*WRITTEN REQUEST*:
Pick out each line in the rows below that contains the string "jacket", and copy those lines. Matching is case-sensitive.

*EXERCISE MATERIALS*:
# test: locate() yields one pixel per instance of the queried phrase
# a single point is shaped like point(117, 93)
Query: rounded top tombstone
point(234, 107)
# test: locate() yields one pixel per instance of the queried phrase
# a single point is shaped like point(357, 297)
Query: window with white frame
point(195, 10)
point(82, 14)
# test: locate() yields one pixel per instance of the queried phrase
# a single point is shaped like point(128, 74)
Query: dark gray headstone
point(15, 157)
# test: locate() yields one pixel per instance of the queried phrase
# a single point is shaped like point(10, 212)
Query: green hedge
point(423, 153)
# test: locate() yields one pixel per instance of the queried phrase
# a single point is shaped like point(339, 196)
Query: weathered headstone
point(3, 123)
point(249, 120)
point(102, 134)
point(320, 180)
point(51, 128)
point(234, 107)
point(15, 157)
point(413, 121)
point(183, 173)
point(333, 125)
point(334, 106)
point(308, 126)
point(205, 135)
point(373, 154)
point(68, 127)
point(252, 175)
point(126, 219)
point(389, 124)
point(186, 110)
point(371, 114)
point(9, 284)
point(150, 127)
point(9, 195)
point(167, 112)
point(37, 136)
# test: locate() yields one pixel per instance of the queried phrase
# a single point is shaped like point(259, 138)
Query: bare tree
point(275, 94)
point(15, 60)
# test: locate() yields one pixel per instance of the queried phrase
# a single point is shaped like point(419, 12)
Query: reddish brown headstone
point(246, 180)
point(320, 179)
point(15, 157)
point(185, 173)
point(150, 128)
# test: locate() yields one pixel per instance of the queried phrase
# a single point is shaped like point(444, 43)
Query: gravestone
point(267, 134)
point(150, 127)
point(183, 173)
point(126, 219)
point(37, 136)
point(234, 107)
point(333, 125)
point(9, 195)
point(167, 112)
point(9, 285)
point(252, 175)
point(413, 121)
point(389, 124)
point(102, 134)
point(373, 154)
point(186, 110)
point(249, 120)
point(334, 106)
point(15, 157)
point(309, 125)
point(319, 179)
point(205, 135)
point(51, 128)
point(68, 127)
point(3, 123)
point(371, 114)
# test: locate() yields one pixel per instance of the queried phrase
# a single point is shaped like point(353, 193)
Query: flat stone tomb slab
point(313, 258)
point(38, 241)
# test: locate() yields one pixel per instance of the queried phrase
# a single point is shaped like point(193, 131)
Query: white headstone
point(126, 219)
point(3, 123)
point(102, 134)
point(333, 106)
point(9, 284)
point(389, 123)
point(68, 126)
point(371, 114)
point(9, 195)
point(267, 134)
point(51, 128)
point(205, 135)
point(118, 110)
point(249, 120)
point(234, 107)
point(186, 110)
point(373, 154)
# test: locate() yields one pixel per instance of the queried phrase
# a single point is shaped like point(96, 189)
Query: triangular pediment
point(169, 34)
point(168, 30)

--

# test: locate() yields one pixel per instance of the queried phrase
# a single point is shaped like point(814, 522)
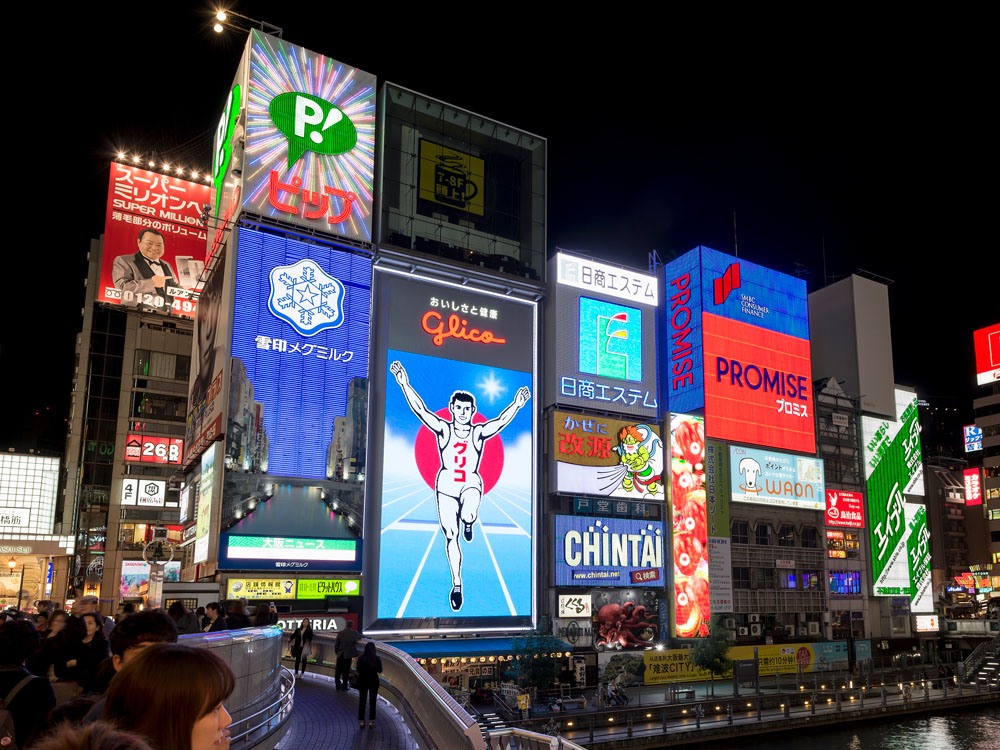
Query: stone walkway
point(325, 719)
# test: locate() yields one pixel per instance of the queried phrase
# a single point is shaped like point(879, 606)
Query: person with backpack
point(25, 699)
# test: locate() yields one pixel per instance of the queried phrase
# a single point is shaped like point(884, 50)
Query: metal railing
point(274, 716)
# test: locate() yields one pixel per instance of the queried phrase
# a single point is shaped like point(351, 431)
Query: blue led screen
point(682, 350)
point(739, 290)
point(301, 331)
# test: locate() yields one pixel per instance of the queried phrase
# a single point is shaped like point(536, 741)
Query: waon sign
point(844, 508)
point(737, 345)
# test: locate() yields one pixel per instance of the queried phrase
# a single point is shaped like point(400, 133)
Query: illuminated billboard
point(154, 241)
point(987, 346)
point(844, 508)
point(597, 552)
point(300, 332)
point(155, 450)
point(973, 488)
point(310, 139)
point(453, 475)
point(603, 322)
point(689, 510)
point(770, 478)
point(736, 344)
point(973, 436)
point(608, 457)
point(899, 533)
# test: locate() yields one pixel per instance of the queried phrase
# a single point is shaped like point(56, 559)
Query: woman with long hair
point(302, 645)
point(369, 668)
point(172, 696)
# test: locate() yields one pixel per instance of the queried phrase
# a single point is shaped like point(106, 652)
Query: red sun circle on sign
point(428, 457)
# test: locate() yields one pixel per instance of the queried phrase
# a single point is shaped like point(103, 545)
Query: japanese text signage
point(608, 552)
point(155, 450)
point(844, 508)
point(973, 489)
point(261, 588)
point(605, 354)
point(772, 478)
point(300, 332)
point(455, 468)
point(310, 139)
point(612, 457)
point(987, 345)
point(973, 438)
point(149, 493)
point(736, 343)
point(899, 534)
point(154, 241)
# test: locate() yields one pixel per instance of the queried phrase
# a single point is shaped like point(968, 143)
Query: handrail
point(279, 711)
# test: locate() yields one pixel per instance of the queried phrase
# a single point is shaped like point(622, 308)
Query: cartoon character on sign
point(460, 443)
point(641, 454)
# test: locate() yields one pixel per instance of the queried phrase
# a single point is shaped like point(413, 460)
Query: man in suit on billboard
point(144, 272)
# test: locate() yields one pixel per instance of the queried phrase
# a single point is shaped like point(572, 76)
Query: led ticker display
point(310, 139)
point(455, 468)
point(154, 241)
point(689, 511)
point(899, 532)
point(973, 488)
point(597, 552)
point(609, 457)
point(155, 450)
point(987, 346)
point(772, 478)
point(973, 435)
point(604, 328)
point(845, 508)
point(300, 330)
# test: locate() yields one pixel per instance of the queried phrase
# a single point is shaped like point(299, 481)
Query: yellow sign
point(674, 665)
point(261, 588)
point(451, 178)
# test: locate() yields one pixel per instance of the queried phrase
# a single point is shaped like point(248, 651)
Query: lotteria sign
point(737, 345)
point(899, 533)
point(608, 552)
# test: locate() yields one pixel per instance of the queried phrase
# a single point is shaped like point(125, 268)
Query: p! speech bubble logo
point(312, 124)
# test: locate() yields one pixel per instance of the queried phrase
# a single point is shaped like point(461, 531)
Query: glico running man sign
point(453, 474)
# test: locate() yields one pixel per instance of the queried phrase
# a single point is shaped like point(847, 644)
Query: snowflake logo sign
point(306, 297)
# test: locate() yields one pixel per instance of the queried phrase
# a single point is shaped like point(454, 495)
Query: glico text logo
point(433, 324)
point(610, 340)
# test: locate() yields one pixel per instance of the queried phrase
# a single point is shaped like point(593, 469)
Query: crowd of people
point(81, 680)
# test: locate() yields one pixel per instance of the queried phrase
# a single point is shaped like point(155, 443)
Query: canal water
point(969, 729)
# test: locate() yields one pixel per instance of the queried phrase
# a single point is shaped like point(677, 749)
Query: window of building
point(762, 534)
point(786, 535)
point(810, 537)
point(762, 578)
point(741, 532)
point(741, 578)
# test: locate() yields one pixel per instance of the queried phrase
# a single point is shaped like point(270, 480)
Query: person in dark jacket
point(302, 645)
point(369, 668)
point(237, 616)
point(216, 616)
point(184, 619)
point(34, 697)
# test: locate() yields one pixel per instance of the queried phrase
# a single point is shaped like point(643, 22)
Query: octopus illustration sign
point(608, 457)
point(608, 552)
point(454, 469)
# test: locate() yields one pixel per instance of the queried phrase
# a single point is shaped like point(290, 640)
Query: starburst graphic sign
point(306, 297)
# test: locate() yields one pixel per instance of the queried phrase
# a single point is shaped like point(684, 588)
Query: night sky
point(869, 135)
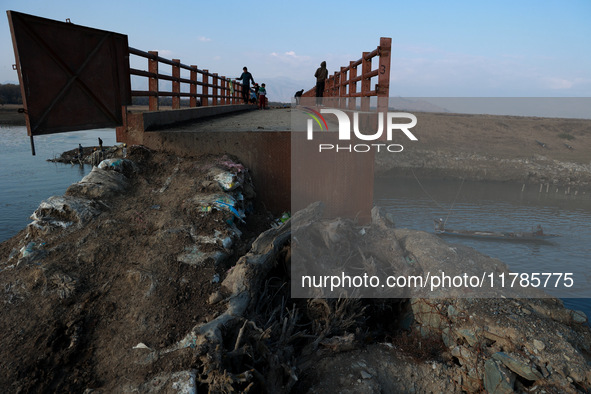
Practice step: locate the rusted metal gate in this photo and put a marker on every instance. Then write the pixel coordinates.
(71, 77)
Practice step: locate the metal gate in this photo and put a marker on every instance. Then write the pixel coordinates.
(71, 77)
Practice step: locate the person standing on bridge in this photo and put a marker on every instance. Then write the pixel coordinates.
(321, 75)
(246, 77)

* * *

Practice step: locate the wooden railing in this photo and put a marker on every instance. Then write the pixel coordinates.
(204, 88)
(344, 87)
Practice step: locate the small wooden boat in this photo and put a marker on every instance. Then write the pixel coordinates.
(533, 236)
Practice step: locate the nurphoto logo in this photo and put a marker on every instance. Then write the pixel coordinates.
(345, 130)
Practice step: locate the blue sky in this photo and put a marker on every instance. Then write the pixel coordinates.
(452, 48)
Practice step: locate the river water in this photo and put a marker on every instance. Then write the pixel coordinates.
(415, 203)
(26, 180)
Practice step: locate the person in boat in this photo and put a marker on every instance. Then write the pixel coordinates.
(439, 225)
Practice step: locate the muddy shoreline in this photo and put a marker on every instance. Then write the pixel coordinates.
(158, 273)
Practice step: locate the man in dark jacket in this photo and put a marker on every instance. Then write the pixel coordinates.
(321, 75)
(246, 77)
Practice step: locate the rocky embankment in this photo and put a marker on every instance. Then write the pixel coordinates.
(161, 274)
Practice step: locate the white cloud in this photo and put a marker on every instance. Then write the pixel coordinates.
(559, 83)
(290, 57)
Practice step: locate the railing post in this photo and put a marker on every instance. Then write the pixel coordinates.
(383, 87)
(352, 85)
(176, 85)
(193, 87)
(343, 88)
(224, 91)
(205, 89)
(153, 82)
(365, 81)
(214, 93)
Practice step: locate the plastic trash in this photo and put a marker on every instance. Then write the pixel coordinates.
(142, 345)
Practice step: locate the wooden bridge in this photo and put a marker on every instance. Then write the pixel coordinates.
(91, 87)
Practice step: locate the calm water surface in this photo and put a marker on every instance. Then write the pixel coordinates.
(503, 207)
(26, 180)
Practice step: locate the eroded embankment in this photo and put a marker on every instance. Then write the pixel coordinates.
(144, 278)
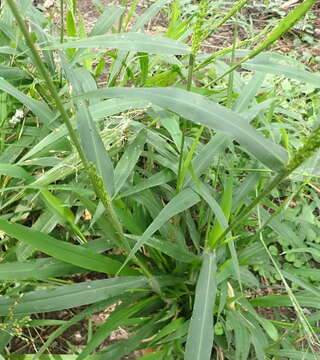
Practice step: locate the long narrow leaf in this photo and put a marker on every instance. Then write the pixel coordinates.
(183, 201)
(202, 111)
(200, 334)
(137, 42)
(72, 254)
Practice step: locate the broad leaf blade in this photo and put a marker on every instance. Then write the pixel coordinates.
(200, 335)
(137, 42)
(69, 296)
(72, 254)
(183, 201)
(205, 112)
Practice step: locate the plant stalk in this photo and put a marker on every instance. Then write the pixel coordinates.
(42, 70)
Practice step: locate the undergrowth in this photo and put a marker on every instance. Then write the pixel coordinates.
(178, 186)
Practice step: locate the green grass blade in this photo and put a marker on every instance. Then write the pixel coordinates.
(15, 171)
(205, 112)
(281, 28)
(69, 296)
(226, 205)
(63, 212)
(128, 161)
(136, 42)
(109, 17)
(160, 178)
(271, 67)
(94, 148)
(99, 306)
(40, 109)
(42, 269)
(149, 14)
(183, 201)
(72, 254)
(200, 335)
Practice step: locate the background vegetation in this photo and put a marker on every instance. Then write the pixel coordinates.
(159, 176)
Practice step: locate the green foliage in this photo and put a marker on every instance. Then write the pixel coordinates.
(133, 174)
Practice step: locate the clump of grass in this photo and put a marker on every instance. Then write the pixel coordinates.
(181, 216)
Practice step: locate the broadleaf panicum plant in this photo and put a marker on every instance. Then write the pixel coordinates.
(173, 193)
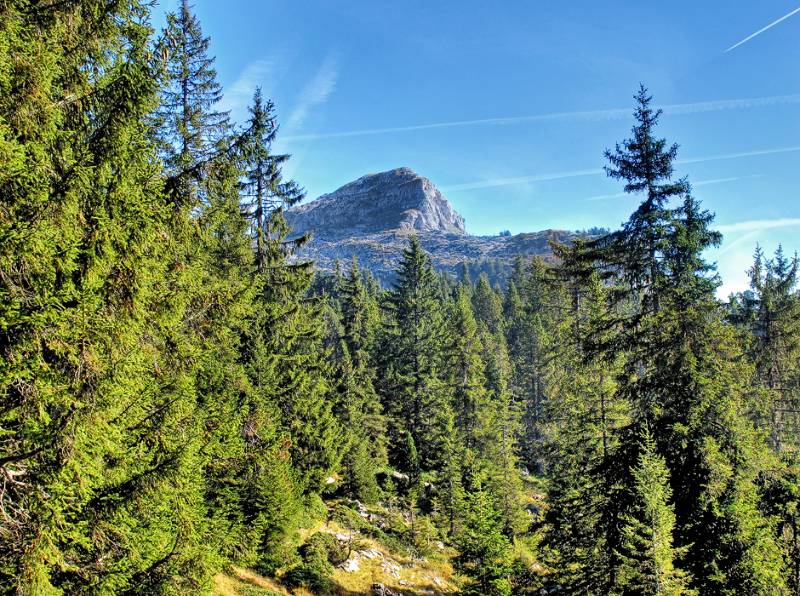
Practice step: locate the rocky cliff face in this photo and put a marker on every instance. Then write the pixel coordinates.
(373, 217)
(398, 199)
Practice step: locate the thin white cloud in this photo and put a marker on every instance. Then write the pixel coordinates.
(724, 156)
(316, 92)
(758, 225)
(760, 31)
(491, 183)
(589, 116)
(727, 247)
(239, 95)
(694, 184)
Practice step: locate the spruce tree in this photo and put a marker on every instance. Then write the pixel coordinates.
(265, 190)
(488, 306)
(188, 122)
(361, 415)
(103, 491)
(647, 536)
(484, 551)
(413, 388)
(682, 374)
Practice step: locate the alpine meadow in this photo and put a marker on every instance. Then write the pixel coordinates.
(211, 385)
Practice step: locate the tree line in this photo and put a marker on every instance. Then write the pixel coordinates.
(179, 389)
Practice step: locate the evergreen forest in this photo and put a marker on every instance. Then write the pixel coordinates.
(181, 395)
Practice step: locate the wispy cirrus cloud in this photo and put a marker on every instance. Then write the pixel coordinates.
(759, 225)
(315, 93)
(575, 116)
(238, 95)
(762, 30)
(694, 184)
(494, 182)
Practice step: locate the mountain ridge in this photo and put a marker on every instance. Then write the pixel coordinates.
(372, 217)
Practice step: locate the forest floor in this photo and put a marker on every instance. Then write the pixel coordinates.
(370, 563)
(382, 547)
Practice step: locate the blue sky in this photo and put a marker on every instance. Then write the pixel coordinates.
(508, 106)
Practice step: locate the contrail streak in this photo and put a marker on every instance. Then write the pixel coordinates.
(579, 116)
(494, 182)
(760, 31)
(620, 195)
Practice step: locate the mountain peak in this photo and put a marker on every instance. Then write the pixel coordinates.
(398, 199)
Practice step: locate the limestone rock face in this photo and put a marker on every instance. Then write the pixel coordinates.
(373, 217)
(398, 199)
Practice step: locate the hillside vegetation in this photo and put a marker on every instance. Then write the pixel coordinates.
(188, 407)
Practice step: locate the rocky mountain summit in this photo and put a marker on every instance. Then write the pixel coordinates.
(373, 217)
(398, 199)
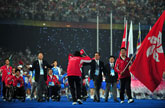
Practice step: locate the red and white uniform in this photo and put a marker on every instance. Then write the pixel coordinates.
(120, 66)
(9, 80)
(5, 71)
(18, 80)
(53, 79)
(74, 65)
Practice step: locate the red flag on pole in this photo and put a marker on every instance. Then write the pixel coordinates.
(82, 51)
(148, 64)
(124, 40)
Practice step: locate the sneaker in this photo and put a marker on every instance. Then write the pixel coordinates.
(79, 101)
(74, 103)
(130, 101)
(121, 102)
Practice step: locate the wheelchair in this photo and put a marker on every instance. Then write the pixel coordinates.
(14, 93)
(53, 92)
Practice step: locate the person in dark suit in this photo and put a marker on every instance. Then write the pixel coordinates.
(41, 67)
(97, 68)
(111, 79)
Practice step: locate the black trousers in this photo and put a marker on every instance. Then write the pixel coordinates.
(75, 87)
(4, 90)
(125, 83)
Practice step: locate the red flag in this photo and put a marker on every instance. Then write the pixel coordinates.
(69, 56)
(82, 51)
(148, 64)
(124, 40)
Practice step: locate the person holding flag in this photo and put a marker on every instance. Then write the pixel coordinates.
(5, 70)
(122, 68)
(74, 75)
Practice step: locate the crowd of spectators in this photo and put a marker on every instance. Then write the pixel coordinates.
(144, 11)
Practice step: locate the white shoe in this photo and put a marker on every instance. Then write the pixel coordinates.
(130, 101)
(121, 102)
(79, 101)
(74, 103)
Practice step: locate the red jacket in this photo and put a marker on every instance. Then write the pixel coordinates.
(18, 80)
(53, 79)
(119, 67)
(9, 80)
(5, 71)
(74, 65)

*EXPECTED ANSWER*:
Query: person in dark jacket
Practice step: locate the man in dark jacket in this photo and put a marker on every instance. Then write the pixel coordinates.
Practice step: locate the red jacket in this photo and put a marker on every instance. Then write the pixel coordinates.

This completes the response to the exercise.